Stated goal ::
Edit the data from its start through the line containing "[0, 134, 400, 266]", changing "interaction" to "click" and leaving everything else as it is. Leave the pictures out of your answer.

# Information shown start

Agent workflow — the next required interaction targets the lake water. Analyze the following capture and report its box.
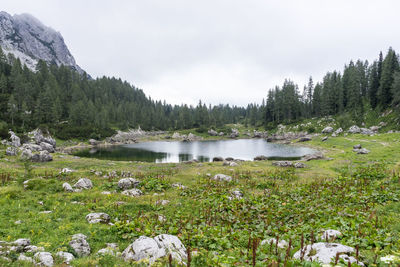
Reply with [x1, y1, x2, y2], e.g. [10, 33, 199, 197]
[74, 139, 315, 163]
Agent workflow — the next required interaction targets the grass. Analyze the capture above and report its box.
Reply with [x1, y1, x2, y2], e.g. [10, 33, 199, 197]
[0, 134, 400, 266]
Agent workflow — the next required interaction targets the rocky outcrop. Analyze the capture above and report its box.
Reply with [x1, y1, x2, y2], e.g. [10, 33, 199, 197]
[293, 242, 364, 266]
[122, 234, 187, 265]
[212, 174, 232, 182]
[69, 234, 90, 257]
[86, 215, 111, 224]
[0, 12, 83, 73]
[208, 129, 218, 136]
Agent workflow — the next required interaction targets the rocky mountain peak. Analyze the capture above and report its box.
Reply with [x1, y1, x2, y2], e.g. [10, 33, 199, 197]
[0, 11, 83, 73]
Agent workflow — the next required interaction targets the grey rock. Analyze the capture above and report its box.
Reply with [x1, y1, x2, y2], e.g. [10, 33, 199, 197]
[122, 236, 166, 265]
[63, 183, 74, 192]
[86, 212, 111, 223]
[39, 142, 55, 153]
[213, 157, 224, 162]
[261, 238, 289, 248]
[320, 229, 342, 241]
[6, 146, 18, 156]
[69, 234, 90, 257]
[293, 162, 306, 169]
[353, 144, 361, 149]
[31, 151, 53, 162]
[301, 152, 324, 161]
[34, 252, 54, 266]
[348, 125, 361, 134]
[18, 254, 35, 263]
[154, 234, 187, 264]
[0, 12, 83, 73]
[118, 178, 140, 190]
[254, 155, 268, 161]
[212, 174, 232, 182]
[74, 178, 93, 190]
[8, 131, 21, 147]
[208, 129, 218, 136]
[322, 126, 333, 133]
[56, 251, 75, 264]
[122, 188, 143, 197]
[272, 161, 293, 167]
[293, 242, 364, 264]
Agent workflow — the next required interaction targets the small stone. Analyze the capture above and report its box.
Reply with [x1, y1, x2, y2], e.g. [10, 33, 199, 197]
[34, 252, 54, 266]
[122, 188, 143, 197]
[86, 212, 111, 223]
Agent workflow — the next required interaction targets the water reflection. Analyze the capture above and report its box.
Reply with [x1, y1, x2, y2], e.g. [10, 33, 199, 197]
[75, 139, 313, 163]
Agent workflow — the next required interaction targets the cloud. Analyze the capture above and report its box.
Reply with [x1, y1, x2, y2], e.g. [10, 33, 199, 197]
[2, 0, 400, 105]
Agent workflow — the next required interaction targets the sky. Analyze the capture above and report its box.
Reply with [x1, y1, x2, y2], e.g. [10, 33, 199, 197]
[0, 0, 400, 106]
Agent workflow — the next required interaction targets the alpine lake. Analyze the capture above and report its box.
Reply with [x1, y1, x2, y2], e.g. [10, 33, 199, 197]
[74, 139, 315, 163]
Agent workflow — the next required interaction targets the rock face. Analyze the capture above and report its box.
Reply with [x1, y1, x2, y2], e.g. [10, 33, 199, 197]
[34, 252, 54, 266]
[212, 174, 232, 182]
[86, 215, 111, 223]
[74, 178, 93, 190]
[69, 234, 90, 257]
[348, 125, 361, 134]
[208, 129, 218, 136]
[0, 12, 83, 73]
[293, 242, 364, 266]
[122, 234, 186, 265]
[322, 126, 333, 133]
[118, 178, 140, 190]
[122, 188, 143, 197]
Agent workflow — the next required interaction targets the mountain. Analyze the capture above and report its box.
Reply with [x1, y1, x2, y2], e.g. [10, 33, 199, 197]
[0, 11, 83, 73]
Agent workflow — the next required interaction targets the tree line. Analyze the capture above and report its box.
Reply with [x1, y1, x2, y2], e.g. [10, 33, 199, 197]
[0, 48, 400, 139]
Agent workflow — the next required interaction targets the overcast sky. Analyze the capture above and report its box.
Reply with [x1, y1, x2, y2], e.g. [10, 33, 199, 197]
[0, 0, 400, 105]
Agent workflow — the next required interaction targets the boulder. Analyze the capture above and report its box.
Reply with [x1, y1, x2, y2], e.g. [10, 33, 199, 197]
[154, 234, 187, 264]
[208, 129, 218, 136]
[31, 151, 53, 162]
[228, 190, 243, 200]
[301, 152, 324, 161]
[253, 155, 268, 161]
[334, 128, 343, 135]
[293, 162, 306, 169]
[213, 157, 224, 162]
[298, 136, 312, 142]
[272, 161, 293, 167]
[39, 142, 55, 153]
[322, 126, 333, 133]
[229, 128, 239, 138]
[86, 215, 111, 224]
[122, 188, 143, 197]
[212, 174, 232, 182]
[74, 178, 93, 190]
[353, 148, 371, 154]
[89, 139, 99, 146]
[293, 242, 364, 266]
[122, 236, 166, 265]
[8, 130, 21, 147]
[6, 146, 18, 156]
[360, 128, 374, 135]
[261, 238, 289, 248]
[63, 183, 74, 192]
[56, 251, 75, 264]
[118, 178, 140, 190]
[348, 125, 361, 134]
[320, 229, 342, 241]
[34, 252, 54, 266]
[69, 234, 90, 257]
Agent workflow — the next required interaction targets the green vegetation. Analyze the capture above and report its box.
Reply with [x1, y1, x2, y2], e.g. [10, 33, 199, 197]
[0, 133, 400, 266]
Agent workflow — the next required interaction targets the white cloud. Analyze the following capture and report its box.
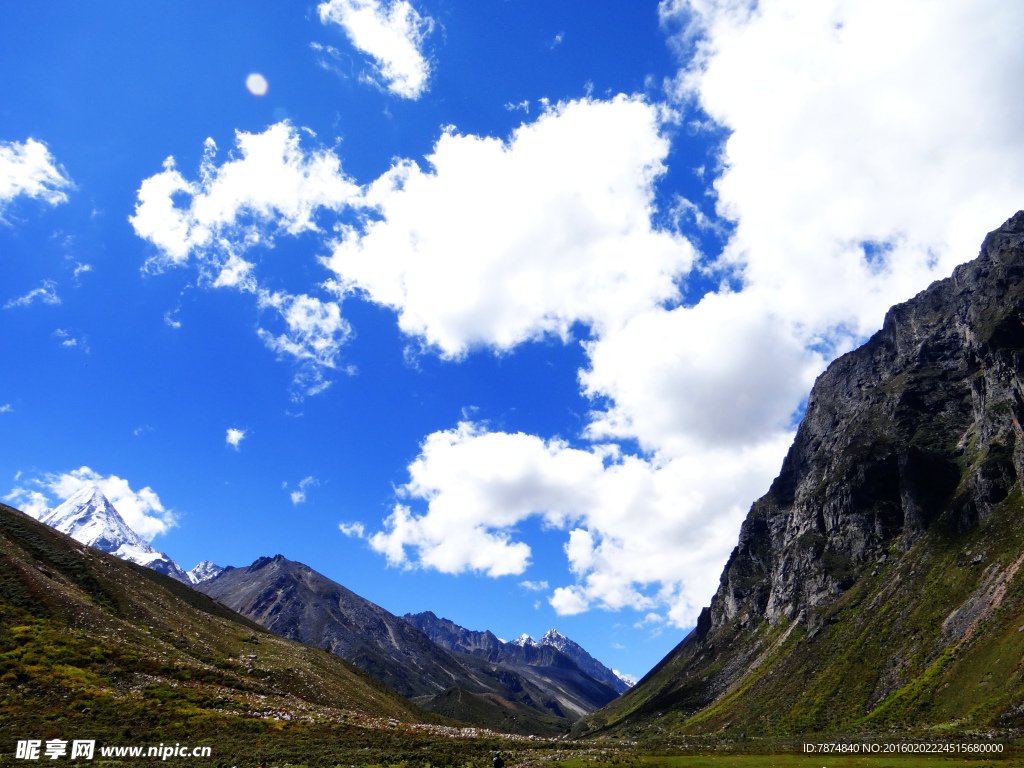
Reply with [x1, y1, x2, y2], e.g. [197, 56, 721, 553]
[129, 122, 361, 395]
[519, 581, 549, 592]
[53, 328, 89, 354]
[326, 96, 693, 357]
[246, 72, 269, 96]
[73, 262, 92, 285]
[0, 138, 74, 215]
[3, 280, 60, 309]
[285, 475, 317, 505]
[14, 467, 177, 541]
[128, 128, 359, 276]
[662, 0, 1024, 348]
[224, 427, 249, 451]
[257, 291, 351, 368]
[369, 422, 793, 626]
[317, 0, 434, 99]
[3, 489, 50, 520]
[338, 522, 367, 539]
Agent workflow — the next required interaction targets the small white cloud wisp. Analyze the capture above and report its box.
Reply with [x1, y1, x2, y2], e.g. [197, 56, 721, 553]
[316, 0, 434, 99]
[224, 427, 248, 451]
[0, 138, 75, 215]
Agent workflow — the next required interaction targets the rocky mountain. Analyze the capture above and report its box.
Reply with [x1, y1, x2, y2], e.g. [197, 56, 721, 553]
[40, 485, 191, 584]
[403, 611, 618, 721]
[577, 211, 1024, 738]
[538, 630, 633, 693]
[0, 504, 444, 765]
[185, 560, 223, 584]
[197, 555, 577, 734]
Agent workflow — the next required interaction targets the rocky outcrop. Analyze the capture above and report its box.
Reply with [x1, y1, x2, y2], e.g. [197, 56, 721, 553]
[404, 610, 622, 721]
[698, 212, 1024, 637]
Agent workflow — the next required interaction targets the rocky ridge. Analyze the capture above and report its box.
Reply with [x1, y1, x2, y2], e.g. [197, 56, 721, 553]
[578, 212, 1024, 734]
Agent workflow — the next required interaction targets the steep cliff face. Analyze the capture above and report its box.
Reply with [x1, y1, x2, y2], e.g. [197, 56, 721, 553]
[701, 212, 1024, 635]
[578, 212, 1024, 732]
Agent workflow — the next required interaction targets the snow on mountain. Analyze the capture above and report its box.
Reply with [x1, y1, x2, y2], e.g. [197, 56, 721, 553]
[503, 630, 637, 693]
[39, 485, 191, 584]
[536, 630, 636, 693]
[185, 560, 223, 584]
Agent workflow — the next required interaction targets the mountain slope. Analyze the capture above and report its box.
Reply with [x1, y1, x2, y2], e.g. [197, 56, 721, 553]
[197, 555, 575, 735]
[537, 630, 631, 693]
[0, 505, 448, 753]
[578, 212, 1024, 736]
[40, 485, 190, 584]
[403, 611, 617, 721]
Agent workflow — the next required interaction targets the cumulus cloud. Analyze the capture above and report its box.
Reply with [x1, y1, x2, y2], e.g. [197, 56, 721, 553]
[224, 427, 249, 451]
[358, 0, 1024, 627]
[128, 128, 359, 278]
[660, 0, 1024, 342]
[519, 580, 549, 592]
[326, 96, 693, 357]
[316, 0, 434, 99]
[257, 291, 351, 368]
[3, 489, 50, 520]
[129, 122, 361, 396]
[338, 522, 367, 539]
[0, 138, 75, 221]
[4, 467, 177, 541]
[3, 280, 60, 309]
[369, 422, 793, 626]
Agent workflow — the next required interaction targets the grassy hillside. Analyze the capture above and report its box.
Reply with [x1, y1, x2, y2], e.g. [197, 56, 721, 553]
[0, 505, 528, 765]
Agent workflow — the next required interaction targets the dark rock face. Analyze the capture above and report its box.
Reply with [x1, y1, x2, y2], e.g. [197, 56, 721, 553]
[404, 610, 618, 721]
[697, 212, 1024, 638]
[574, 211, 1024, 737]
[203, 555, 615, 735]
[196, 555, 479, 696]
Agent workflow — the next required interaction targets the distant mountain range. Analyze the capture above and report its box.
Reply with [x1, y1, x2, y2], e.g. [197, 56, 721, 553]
[0, 504, 438, 765]
[198, 555, 617, 734]
[25, 486, 629, 734]
[403, 610, 631, 693]
[30, 485, 223, 584]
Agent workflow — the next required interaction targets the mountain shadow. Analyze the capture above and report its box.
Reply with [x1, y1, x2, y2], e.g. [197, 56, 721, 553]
[574, 212, 1024, 738]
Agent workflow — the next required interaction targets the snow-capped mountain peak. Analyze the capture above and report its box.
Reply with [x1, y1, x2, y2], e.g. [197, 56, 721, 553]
[186, 560, 224, 584]
[537, 630, 636, 693]
[40, 485, 190, 584]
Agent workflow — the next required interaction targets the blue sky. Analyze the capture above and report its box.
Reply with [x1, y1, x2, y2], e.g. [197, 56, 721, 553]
[0, 0, 1024, 677]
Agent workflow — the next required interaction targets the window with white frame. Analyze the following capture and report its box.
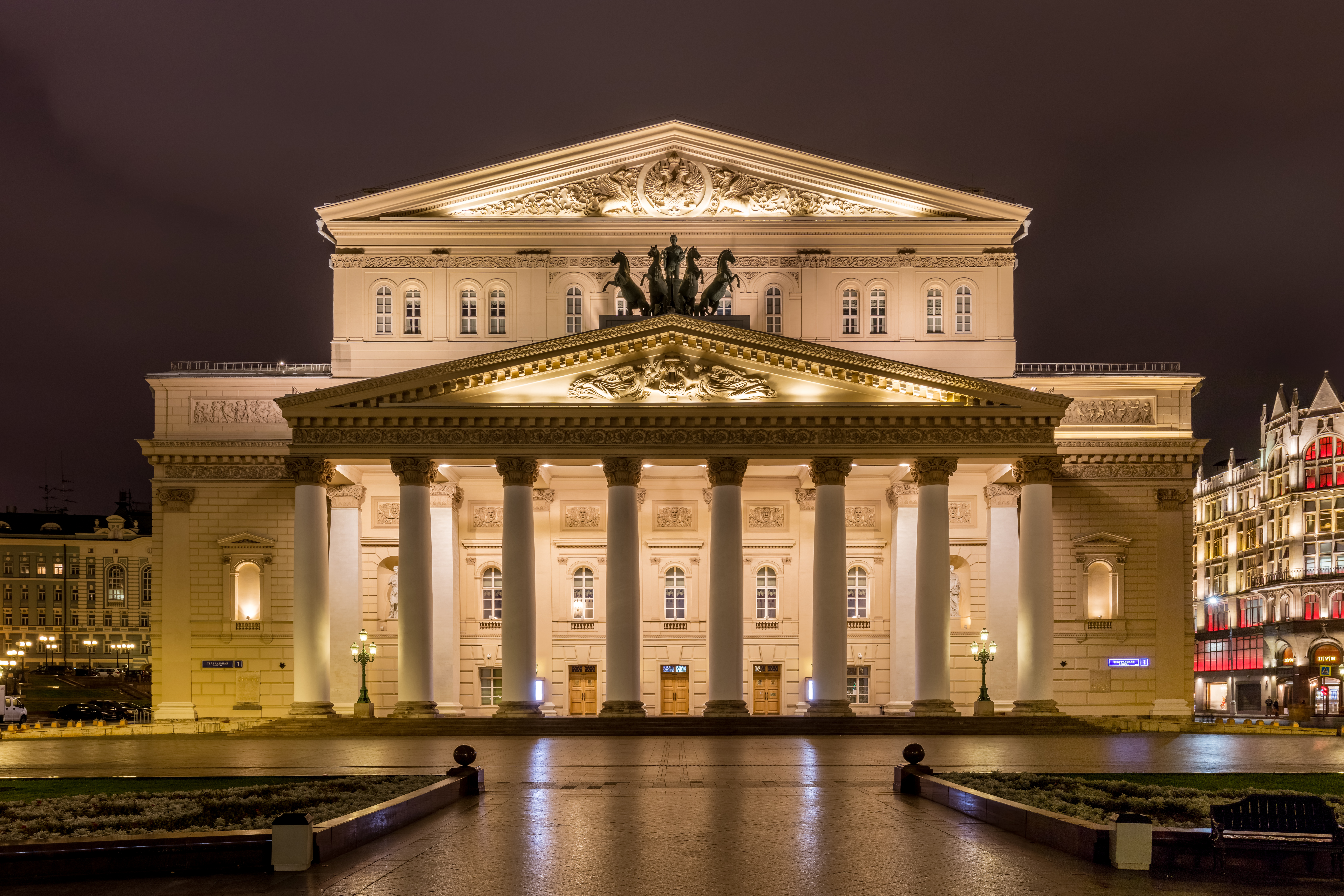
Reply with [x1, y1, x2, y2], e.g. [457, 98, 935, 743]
[925, 286, 942, 333]
[840, 289, 859, 336]
[845, 666, 871, 702]
[481, 666, 504, 707]
[765, 286, 783, 333]
[462, 289, 476, 333]
[663, 567, 685, 619]
[374, 286, 392, 336]
[868, 289, 887, 335]
[481, 567, 504, 619]
[491, 289, 504, 336]
[565, 286, 583, 333]
[845, 567, 868, 619]
[574, 567, 593, 619]
[402, 289, 421, 336]
[757, 567, 779, 619]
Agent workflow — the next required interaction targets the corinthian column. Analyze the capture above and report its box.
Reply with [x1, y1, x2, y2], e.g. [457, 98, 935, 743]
[495, 457, 543, 719]
[285, 457, 336, 716]
[1012, 455, 1060, 716]
[327, 485, 374, 717]
[598, 457, 645, 717]
[808, 457, 853, 716]
[910, 457, 961, 716]
[704, 457, 750, 716]
[391, 457, 438, 719]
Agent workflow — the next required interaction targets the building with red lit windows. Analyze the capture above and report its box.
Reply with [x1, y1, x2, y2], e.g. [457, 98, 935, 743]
[1192, 375, 1344, 724]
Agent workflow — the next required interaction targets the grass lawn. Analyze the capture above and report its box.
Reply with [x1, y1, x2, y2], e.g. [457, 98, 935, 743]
[0, 775, 323, 802]
[1060, 772, 1344, 795]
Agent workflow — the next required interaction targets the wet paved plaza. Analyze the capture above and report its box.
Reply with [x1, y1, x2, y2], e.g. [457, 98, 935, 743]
[8, 735, 1344, 896]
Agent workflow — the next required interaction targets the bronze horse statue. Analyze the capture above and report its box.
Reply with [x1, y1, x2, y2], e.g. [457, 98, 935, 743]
[695, 249, 742, 317]
[602, 253, 652, 314]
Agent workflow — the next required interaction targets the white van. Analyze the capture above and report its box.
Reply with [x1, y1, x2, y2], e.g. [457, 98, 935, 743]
[0, 697, 28, 724]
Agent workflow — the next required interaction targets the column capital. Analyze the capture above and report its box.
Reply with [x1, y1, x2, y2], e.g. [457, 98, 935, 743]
[602, 457, 644, 486]
[985, 482, 1021, 508]
[887, 482, 919, 508]
[388, 457, 436, 486]
[1012, 454, 1063, 485]
[495, 457, 542, 488]
[706, 457, 747, 486]
[910, 457, 957, 485]
[429, 482, 465, 510]
[285, 457, 336, 485]
[808, 457, 853, 485]
[327, 485, 367, 508]
[155, 489, 196, 513]
[1157, 489, 1189, 510]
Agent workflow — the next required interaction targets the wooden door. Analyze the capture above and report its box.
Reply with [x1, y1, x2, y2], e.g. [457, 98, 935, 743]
[660, 665, 691, 716]
[751, 662, 779, 716]
[570, 665, 599, 716]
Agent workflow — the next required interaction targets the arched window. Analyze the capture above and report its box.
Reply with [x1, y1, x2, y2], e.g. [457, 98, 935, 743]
[663, 567, 685, 619]
[957, 286, 970, 333]
[106, 565, 126, 601]
[481, 567, 504, 619]
[840, 289, 859, 336]
[375, 286, 392, 336]
[574, 567, 593, 619]
[234, 560, 261, 622]
[565, 286, 583, 333]
[491, 289, 504, 335]
[868, 289, 887, 335]
[925, 286, 942, 333]
[1087, 560, 1114, 619]
[765, 286, 783, 333]
[757, 567, 779, 619]
[462, 289, 476, 335]
[402, 289, 419, 336]
[845, 567, 868, 619]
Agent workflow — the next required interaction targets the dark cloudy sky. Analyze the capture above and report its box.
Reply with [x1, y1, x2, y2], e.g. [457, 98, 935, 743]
[0, 0, 1344, 513]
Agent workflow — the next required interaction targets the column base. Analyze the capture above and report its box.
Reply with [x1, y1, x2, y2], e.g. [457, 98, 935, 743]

# Information shown end

Task output ::
Agent workflow — the next required click targets the lake water. Analyze the following capture and report its box.
Reply with [x1, y1, x2, y2], e.g. [10, 33, 199, 197]
[74, 139, 315, 163]
Agent workflow — the next required click targets the grass. Analyze the capture above and report its box.
Reply with [x1, y1, x2, y2], e.g. [10, 33, 199, 197]
[0, 134, 400, 266]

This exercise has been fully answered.